## ACTIVITY
Find each line in the data below that contains the string "exact" and copy it out. Case counts.

____

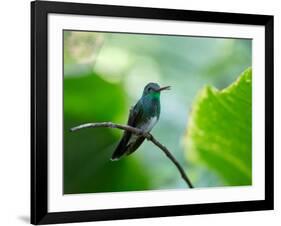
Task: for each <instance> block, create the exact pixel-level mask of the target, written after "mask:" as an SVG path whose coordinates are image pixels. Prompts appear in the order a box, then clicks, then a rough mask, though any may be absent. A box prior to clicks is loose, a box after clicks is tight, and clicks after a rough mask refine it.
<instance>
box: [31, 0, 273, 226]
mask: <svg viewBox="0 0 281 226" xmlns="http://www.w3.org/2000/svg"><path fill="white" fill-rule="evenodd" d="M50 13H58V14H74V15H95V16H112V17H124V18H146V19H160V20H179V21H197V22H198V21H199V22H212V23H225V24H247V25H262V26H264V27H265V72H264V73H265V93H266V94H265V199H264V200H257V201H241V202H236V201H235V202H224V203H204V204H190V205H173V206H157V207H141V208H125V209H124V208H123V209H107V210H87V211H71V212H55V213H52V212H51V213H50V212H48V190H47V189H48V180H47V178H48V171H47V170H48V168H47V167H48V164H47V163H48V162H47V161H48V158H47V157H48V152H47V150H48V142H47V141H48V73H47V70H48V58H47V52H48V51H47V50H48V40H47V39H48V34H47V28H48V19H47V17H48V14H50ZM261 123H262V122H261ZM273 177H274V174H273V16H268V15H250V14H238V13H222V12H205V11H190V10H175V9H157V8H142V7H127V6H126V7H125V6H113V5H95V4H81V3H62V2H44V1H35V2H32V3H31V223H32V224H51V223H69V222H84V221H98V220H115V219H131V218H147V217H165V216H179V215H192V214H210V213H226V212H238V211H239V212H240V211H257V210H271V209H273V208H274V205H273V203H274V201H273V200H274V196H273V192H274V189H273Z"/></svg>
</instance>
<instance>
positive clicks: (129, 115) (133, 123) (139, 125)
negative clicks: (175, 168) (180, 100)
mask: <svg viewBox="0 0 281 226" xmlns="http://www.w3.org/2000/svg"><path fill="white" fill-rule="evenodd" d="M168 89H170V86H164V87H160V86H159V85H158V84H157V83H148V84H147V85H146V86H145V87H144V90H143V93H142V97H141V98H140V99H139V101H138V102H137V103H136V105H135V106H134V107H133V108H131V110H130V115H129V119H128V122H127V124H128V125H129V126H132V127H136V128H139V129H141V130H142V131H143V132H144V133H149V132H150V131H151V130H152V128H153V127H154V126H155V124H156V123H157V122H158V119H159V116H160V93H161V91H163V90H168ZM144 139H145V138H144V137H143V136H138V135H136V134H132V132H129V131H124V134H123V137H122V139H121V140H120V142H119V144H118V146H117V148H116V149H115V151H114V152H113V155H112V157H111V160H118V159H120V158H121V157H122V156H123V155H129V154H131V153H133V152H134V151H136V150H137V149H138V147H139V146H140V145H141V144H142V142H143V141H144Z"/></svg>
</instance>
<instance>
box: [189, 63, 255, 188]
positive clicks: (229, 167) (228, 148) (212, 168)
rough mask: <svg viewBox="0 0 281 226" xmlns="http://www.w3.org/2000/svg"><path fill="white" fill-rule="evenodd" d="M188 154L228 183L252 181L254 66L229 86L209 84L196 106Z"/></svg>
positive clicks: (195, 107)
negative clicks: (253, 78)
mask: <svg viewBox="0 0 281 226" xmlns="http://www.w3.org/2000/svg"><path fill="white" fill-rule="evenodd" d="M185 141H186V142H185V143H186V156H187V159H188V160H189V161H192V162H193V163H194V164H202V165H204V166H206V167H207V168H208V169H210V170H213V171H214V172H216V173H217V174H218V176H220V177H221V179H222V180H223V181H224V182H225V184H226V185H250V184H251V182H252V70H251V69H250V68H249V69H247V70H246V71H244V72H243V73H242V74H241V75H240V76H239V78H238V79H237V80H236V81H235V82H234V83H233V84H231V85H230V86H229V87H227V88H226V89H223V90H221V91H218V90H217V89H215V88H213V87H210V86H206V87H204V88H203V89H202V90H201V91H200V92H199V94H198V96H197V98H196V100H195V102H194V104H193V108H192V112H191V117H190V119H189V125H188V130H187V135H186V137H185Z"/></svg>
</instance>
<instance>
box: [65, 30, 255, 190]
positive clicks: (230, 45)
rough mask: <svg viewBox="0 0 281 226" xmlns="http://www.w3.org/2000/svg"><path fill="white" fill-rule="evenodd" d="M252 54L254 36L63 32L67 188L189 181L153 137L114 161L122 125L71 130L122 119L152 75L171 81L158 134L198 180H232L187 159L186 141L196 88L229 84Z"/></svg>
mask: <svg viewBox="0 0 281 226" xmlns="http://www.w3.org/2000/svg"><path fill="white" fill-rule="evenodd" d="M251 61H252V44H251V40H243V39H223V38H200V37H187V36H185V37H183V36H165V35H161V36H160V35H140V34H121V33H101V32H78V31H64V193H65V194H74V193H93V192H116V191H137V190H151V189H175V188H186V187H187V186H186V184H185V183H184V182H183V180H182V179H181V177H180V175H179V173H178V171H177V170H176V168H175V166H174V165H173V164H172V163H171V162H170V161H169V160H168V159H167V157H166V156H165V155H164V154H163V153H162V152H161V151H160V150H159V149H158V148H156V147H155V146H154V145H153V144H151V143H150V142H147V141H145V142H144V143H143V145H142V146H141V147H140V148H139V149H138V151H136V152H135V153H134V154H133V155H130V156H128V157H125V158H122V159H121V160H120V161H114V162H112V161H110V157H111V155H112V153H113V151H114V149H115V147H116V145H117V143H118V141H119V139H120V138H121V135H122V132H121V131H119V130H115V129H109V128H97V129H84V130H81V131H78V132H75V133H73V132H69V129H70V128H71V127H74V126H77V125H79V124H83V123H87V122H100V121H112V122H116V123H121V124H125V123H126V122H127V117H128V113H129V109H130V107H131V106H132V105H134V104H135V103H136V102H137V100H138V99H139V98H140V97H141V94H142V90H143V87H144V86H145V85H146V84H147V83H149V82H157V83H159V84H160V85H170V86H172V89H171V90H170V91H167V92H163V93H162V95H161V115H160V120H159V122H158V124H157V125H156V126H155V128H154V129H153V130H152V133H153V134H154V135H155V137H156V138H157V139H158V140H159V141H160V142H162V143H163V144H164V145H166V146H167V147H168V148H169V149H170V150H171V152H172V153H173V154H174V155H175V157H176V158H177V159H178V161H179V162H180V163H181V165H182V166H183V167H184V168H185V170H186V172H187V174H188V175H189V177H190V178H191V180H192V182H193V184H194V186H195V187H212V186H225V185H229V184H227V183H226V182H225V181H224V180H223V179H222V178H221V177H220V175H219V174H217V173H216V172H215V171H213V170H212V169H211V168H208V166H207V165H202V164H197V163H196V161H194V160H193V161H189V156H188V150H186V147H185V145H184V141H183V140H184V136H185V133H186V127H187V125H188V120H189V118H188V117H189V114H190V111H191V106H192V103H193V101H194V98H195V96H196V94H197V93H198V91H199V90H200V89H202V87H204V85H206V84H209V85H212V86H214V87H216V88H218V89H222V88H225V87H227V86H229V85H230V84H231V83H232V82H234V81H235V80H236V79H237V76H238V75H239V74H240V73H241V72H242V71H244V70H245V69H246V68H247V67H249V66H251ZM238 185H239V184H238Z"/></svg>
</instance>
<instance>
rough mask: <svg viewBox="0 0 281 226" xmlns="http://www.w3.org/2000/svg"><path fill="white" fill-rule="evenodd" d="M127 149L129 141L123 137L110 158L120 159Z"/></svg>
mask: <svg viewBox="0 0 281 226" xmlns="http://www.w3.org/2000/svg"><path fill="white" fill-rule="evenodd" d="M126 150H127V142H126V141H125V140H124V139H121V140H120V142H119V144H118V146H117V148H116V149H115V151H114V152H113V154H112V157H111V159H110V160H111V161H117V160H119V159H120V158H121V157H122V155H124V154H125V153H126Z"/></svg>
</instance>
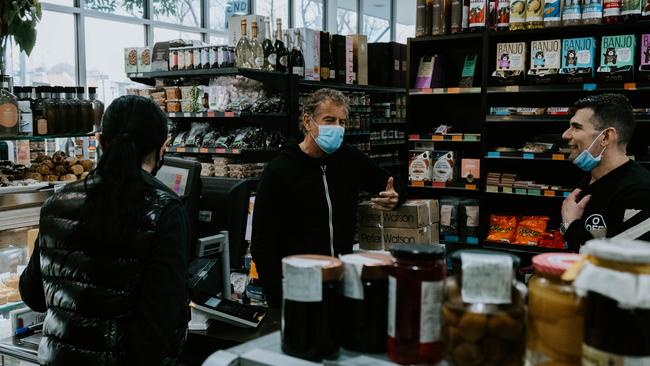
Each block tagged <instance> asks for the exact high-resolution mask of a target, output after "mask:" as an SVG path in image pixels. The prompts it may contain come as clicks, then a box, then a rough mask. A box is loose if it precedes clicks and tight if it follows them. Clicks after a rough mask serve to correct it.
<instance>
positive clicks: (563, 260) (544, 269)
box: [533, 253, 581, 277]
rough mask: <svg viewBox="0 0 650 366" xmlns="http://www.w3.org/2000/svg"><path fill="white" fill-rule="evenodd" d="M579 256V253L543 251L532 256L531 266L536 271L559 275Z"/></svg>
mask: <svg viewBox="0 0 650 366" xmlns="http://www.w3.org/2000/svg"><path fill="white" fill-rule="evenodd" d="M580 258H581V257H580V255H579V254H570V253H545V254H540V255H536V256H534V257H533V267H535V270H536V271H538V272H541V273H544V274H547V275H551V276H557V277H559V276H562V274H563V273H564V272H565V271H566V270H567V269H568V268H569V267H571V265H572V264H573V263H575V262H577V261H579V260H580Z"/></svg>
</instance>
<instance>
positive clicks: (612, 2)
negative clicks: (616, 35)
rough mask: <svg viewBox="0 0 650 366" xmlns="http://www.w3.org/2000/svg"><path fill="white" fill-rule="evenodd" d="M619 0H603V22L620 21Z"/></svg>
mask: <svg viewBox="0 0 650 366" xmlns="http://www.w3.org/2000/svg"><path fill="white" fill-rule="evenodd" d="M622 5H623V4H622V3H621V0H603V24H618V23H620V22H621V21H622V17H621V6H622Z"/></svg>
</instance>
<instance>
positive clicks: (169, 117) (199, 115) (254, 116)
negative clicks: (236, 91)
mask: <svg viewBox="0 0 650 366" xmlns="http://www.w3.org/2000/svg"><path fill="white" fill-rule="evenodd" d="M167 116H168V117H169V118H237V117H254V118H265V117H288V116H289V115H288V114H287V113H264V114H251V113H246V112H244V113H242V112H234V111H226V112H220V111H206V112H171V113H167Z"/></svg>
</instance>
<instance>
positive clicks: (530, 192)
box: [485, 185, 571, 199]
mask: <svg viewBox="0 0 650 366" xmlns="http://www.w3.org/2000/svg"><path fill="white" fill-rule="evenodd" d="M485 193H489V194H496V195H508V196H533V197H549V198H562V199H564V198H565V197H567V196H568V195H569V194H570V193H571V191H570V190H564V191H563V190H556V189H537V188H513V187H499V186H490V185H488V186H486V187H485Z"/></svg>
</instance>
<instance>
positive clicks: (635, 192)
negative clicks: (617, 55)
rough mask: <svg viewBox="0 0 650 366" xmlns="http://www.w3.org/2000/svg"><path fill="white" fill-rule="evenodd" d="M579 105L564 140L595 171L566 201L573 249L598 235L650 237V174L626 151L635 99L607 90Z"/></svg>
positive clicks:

____

## FINAL ANSWER
Task: for each <instance> block, create the exact pixel-level mask of the target, written after "mask:" as an SVG path whose coordinates are image pixels. Prompts appear in the order a box, then clicks, then a rough mask, though any may be absent. A box prior to clicks is loose, a box after clicks is tight, and clicks after a rough mask refine it.
Each block tagged <instance> asks for the exact high-resolution mask of a target, output after "mask:" as an SVG path in image pixels. The prompts it may contain come as clicks, then a box, then a rough mask. A box is loose if it precedes clicks and tight if it follows them. Clicks after a rough mask serve to correct it.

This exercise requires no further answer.